Stored data:
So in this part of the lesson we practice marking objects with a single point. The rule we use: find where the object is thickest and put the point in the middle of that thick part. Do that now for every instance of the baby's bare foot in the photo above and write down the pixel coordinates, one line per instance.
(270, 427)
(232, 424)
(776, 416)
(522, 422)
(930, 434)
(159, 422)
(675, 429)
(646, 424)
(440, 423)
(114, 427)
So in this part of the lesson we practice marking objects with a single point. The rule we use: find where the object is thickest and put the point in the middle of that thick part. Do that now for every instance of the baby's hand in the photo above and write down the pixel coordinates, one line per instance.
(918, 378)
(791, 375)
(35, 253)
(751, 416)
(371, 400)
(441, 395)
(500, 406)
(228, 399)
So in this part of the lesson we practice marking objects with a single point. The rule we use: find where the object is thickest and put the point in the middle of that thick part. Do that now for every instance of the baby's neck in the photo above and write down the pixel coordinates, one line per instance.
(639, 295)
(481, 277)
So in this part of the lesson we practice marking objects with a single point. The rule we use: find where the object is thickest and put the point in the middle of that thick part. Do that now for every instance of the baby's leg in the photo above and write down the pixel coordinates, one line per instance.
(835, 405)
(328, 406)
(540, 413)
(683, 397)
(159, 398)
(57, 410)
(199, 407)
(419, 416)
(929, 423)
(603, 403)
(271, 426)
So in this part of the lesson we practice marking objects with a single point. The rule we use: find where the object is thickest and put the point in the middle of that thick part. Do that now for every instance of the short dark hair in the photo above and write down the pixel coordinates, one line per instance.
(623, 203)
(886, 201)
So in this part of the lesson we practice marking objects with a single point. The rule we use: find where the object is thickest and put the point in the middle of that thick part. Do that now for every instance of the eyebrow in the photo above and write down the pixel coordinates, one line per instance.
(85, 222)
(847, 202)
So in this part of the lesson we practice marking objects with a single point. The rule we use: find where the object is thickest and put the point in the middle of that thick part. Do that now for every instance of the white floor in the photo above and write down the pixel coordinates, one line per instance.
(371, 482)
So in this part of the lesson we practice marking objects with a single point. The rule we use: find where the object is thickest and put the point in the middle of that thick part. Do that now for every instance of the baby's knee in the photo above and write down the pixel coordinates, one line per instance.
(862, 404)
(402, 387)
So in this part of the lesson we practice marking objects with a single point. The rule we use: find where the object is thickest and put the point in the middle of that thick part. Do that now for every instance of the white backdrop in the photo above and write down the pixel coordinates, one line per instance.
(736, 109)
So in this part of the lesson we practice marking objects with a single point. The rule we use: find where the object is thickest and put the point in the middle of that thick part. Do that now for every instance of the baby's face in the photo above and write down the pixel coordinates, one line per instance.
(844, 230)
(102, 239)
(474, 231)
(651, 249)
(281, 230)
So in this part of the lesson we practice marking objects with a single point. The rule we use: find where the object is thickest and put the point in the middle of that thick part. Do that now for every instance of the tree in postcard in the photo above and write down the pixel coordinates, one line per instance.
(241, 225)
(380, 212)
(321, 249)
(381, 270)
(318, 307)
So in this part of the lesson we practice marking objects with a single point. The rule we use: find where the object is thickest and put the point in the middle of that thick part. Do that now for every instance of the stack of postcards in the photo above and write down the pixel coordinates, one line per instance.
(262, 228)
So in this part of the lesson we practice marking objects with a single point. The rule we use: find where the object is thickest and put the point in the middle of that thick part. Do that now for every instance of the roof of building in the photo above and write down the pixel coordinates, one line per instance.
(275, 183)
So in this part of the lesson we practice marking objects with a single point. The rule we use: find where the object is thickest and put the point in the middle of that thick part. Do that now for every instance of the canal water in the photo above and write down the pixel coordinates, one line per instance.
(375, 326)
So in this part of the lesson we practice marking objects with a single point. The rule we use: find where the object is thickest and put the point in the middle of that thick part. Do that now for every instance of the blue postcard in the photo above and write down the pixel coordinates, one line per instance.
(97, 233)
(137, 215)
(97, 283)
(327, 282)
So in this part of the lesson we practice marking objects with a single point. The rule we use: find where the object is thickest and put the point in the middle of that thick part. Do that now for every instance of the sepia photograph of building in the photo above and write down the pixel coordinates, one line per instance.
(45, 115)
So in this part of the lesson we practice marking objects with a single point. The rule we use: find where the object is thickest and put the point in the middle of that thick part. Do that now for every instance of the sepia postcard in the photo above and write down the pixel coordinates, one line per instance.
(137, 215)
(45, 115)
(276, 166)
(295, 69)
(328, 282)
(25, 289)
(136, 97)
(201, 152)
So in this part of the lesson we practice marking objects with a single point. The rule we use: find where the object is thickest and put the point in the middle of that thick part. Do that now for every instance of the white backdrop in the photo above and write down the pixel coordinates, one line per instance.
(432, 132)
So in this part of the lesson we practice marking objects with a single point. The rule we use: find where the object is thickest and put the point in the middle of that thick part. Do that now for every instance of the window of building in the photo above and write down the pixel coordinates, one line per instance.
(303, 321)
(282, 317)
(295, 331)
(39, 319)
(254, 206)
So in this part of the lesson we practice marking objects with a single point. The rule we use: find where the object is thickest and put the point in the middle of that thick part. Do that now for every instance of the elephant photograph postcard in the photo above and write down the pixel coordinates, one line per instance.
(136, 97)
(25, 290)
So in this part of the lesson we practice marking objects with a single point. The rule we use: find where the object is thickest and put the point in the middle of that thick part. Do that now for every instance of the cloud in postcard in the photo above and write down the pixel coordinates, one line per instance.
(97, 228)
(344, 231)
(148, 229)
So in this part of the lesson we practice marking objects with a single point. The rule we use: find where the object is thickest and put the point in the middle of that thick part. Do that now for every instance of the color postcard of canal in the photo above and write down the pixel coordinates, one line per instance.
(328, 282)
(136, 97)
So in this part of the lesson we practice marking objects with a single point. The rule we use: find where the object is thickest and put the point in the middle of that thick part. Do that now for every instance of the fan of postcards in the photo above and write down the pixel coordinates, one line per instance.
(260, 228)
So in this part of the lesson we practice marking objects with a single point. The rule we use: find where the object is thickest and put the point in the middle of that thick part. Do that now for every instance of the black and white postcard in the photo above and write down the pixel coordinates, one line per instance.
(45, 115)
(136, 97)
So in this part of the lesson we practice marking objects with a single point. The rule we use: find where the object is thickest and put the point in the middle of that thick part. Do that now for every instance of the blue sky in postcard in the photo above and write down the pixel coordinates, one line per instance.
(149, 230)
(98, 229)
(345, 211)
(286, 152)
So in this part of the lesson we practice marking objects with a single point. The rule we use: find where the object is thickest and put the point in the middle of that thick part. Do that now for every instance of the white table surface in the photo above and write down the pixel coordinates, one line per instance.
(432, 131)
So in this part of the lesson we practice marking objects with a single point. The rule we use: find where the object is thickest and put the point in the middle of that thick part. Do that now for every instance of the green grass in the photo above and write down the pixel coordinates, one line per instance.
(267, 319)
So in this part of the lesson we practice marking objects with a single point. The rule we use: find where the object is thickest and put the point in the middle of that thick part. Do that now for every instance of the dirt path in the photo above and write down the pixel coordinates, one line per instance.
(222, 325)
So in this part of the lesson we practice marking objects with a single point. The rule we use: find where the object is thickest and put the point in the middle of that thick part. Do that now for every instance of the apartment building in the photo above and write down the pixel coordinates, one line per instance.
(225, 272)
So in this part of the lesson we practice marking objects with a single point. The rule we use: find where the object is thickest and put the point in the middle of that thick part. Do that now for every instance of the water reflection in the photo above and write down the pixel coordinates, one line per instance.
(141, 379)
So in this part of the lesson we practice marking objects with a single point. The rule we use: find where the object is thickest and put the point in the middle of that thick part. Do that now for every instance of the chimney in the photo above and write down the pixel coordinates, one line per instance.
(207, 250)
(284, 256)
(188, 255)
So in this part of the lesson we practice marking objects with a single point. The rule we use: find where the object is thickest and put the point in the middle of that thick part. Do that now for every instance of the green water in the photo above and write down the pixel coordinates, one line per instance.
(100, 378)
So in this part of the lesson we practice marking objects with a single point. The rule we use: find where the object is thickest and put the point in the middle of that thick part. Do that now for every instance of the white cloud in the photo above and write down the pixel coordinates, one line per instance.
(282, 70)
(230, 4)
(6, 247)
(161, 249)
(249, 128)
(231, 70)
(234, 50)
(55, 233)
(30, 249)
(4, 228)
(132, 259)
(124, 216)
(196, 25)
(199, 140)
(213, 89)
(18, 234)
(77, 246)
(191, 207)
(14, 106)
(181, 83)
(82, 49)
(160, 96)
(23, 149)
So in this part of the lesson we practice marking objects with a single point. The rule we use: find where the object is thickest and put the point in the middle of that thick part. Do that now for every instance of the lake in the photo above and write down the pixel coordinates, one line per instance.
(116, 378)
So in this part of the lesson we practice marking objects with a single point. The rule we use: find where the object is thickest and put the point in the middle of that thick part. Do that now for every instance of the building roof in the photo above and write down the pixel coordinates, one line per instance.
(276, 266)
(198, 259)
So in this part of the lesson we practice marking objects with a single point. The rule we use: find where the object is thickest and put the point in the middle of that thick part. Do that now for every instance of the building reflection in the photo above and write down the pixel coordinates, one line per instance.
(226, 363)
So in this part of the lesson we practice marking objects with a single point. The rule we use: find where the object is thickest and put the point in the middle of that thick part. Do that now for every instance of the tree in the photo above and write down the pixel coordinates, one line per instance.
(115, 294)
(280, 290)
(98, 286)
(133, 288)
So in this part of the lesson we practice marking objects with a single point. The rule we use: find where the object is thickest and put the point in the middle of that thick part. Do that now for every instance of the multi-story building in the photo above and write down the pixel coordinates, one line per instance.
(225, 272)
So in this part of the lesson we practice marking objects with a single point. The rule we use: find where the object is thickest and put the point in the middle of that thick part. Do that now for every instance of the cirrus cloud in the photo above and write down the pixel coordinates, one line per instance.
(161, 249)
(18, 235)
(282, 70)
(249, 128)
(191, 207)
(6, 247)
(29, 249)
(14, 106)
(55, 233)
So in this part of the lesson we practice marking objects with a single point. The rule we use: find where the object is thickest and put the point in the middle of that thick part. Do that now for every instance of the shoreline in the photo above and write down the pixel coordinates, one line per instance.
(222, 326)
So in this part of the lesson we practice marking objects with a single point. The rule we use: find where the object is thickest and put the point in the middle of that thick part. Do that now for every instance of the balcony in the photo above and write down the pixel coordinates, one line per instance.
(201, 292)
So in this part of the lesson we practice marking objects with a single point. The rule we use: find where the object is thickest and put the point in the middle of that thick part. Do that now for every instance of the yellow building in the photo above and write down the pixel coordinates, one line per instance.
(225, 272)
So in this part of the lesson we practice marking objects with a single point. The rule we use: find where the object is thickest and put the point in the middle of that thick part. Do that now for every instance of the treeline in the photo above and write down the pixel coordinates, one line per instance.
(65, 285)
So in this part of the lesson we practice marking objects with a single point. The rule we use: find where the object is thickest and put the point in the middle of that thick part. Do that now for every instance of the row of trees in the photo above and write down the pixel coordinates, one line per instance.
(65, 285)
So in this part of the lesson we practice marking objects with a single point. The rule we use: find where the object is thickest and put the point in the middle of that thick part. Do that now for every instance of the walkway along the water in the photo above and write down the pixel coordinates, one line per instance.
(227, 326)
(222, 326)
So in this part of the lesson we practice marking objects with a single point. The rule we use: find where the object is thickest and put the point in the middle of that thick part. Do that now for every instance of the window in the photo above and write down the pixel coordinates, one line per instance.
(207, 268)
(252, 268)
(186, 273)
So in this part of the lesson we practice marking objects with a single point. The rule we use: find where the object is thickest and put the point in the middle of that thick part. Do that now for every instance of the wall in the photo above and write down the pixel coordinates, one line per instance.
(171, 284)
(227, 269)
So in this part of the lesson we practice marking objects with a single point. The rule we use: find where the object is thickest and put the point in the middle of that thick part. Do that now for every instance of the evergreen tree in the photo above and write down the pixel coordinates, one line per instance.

• **Task directions**
Everything from the line containing "of the wall" through the last line of the records must be given again exactly; leave out all other lines.

• **Written answer**
So in this part of the lesson we practice marking objects with a single point. The rule we use: find where the object is thickest and put the point in the middle of that thick part. Do that now for every instance of the wall in the photo above and write down the pixel coordinates, one line per instance.
(171, 284)
(227, 269)
So in this part of the lesson we practice marking objects with a single point. The rule we use: find where the object is thickest and put the point in the middle of that thick part. Do that now for every instance of the evergreen tree in the photo above and write down the pixel coordinates, one line per instance.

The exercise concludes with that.